▸ Excerpts of location labeling data
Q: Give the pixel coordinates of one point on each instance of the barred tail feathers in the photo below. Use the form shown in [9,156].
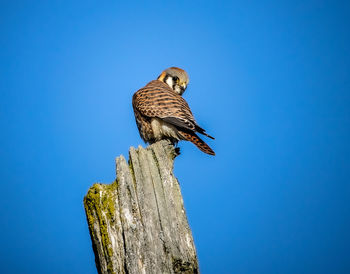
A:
[198,142]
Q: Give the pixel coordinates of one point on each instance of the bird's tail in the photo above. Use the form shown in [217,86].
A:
[192,137]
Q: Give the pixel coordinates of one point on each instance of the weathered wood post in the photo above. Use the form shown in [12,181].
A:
[138,223]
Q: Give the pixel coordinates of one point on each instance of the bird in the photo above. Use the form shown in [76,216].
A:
[162,113]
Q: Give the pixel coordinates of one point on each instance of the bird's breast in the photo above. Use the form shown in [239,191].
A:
[163,130]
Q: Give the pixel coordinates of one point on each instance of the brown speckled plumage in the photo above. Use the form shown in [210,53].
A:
[161,113]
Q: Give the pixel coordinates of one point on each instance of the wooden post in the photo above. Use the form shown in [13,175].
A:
[138,223]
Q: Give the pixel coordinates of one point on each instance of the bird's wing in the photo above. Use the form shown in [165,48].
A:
[157,99]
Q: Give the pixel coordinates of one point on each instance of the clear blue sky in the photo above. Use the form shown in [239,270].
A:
[269,80]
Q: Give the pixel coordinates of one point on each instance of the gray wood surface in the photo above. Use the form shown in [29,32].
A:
[138,223]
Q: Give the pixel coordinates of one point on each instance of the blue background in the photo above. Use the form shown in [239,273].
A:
[269,80]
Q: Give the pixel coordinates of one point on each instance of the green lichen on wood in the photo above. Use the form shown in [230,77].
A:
[100,208]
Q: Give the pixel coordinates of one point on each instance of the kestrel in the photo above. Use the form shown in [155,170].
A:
[162,113]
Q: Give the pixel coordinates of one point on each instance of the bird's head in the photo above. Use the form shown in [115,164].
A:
[176,78]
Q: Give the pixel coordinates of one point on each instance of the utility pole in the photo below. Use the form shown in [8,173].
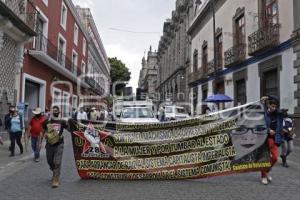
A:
[214,37]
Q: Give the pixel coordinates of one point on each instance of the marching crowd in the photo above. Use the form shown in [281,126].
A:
[50,127]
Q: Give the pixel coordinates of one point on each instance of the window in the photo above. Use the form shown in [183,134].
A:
[75,34]
[40,35]
[219,51]
[83,46]
[83,68]
[66,112]
[270,83]
[74,62]
[195,61]
[63,18]
[204,59]
[240,89]
[240,30]
[56,97]
[61,50]
[271,11]
[74,101]
[204,96]
[40,41]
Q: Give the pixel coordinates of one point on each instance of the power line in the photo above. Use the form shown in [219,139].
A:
[135,32]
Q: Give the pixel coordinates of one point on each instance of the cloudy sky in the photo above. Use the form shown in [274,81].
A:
[128,27]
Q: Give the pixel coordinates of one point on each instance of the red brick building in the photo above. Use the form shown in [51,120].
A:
[55,62]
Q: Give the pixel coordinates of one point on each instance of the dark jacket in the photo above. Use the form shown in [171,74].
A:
[279,116]
[8,122]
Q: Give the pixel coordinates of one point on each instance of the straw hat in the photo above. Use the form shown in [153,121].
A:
[37,111]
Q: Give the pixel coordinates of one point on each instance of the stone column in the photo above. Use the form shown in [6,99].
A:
[19,66]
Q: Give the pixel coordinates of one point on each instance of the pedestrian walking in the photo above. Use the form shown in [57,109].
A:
[47,113]
[274,122]
[94,115]
[6,119]
[54,128]
[81,115]
[289,135]
[35,131]
[14,124]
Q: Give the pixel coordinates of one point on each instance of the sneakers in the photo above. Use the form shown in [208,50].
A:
[270,179]
[264,181]
[55,181]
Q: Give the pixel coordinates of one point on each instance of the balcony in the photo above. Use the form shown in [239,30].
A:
[235,55]
[194,76]
[211,66]
[263,39]
[46,52]
[22,13]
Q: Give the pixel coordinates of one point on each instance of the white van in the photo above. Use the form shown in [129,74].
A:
[175,113]
[137,114]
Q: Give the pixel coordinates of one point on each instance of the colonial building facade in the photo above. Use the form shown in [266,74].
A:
[148,76]
[98,67]
[17,27]
[247,55]
[57,61]
[173,55]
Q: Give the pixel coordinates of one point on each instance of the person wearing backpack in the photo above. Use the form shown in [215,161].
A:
[1,141]
[14,124]
[53,132]
[35,130]
[289,135]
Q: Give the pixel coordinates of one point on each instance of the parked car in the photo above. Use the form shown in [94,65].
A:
[137,114]
[175,113]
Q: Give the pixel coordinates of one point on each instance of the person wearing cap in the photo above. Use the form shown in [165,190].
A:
[11,110]
[35,130]
[54,151]
[274,121]
[94,114]
[14,124]
[289,135]
[81,115]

▸ Task statement
Copy out all of the data above word for word, leaving out the pictures.

▸ Task response
Q: Give the pixel coordinates of one point on each instance of the barred tail feathers in the photo below. Use the form shown in [9,156].
A:
[198,142]
Q: Give the pixel coordinates of one point on each instance of the bird's tail in the photo above. Use the form shown in [217,86].
A:
[192,137]
Q: Give the pixel coordinates of one point on each instance of the weathered wood post in the photo above. Use the form shown in [12,181].
A:
[138,223]
Q: Give the pixel coordinates of one point on each instance of the bird in the photo above. Use the form shown in [76,216].
A:
[162,113]
Q: Give the pixel coordinates of one point on each instance of the bird's breast in the photo above. Use the form shown in [239,191].
A:
[163,130]
Q: Give the pixel coordinates of one point on each instance of the brown speckled plumage in the photo above. Use the form shown in [210,53].
A:
[161,113]
Q: Give the pixel coordinates of one point on each instance of the wooden post in the photo above. Use the form shown in [13,175].
A:
[138,223]
Q: Give the pixel coordinates of one point on each instance of the bird's wing in the photo above. Use the form shown in [165,48].
A:
[157,99]
Q: Give the pixel coordinates of one point on each instance of the clear blue sky in the photo above. Use the form shown in [239,270].
A:
[269,80]
Q: Give the pixel coordinates of one point on each instance of the gray wood surface in the photo above. Use the form shown in [29,32].
A:
[138,223]
Q: Give the pixel coordinates of one point on each instance of the blue background in the photo above. Use the form shown in [239,273].
A:
[269,80]
Q: Give the pixel coordinates of one point on each instance of the green lichen on wood in the photo above. Use the form shown in [230,77].
A:
[100,208]
Q: Give the pixel coordinates of one point on each instance of the kestrel in the photo above. Use the form shown in [155,170].
A:
[162,113]
Q: Give the pixel coordinates of one point on each instance of the bird's head in the photo above. Use the form shown in [115,164].
A:
[176,78]
Q: Give the pixel coordinates of one point on each instance of the utility pole in the photo below. Use the form shown in [8,173].
A:
[214,37]
Q: Give the pixel coordinates of one point on each instance of the marching crowd in the photo above. Use the form shown in [281,126].
A:
[50,127]
Q: Give the pixel coordinates of one point on each instance of the window in the photo above. Use the form shown in [183,134].
A:
[75,34]
[40,35]
[219,51]
[83,46]
[83,68]
[66,112]
[270,83]
[74,62]
[195,61]
[63,18]
[204,59]
[240,89]
[240,30]
[56,97]
[61,50]
[271,11]
[74,101]
[204,96]
[40,41]
Q: Give the pixel coordinates of one point on each instance of the power line in the photo above. Use the form shown in [219,139].
A:
[135,32]
Q: Give the pixel coordinates of one point on each instance of the cloudy sky in the photo above. Use the form shown in [274,81].
A:
[128,27]
Q: Give the pixel coordinates of one point on each instance of the red brick building in the photo above. Use the form shown in [51,120].
A:
[55,62]
Q: Give the pixel coordinates of one point on each instance of the dark jacket in the photo above. Use the form shown in [171,74].
A:
[279,116]
[8,122]
Q: Give the pixel coordinates of one point on each instance of the straw hat in the photo above. Use the form shown in [153,121].
A:
[37,111]
Q: Give the pixel coordinates of one point on each instance of the stone column in the photo above. Use the form shown in [6,99].
A:
[19,66]
Q: Give the pixel coordinates of one point on each instance of the pedestrian walking in the photo above. Use the form shown in [57,109].
A:
[47,113]
[274,122]
[94,115]
[6,119]
[54,128]
[81,115]
[289,135]
[35,131]
[14,124]
Q: Give the pixel coordinates of one point on each instance of the sneakers in the photo above. Use the form shown in [208,50].
A:
[270,179]
[264,181]
[55,181]
Q: Give the pixel coordinates of one point on each instance of the balcony in the photo above. Use the form shown in [239,30].
A:
[235,55]
[194,76]
[211,66]
[263,39]
[46,52]
[22,13]
Q: Give the pixel coordinates of one point on each instance of the white van in the photo above. Use the form shown in [129,74].
A:
[175,113]
[137,114]
Q: Give the pixel coordinates of one point on each instance of the colonial building facade in the photo above. Use the form shown in [266,74].
A:
[148,76]
[98,67]
[17,27]
[247,55]
[57,61]
[173,55]
Q: Give the pixel coordinates of one point on each instance of the person wearing backpack in the photo above. Use the form shown in [215,161].
A:
[1,141]
[14,124]
[53,132]
[35,130]
[289,135]
Q: Give the pixel coordinates of one point on each instance of the parked car in the photo above. Use the form shown in [94,65].
A:
[137,114]
[175,113]
Q: Give the pixel coordinates of one point on each instance of the person wearing cap in the photo above. Use the form shown in [165,190].
A:
[11,110]
[35,130]
[54,151]
[274,121]
[94,114]
[14,124]
[289,135]
[81,115]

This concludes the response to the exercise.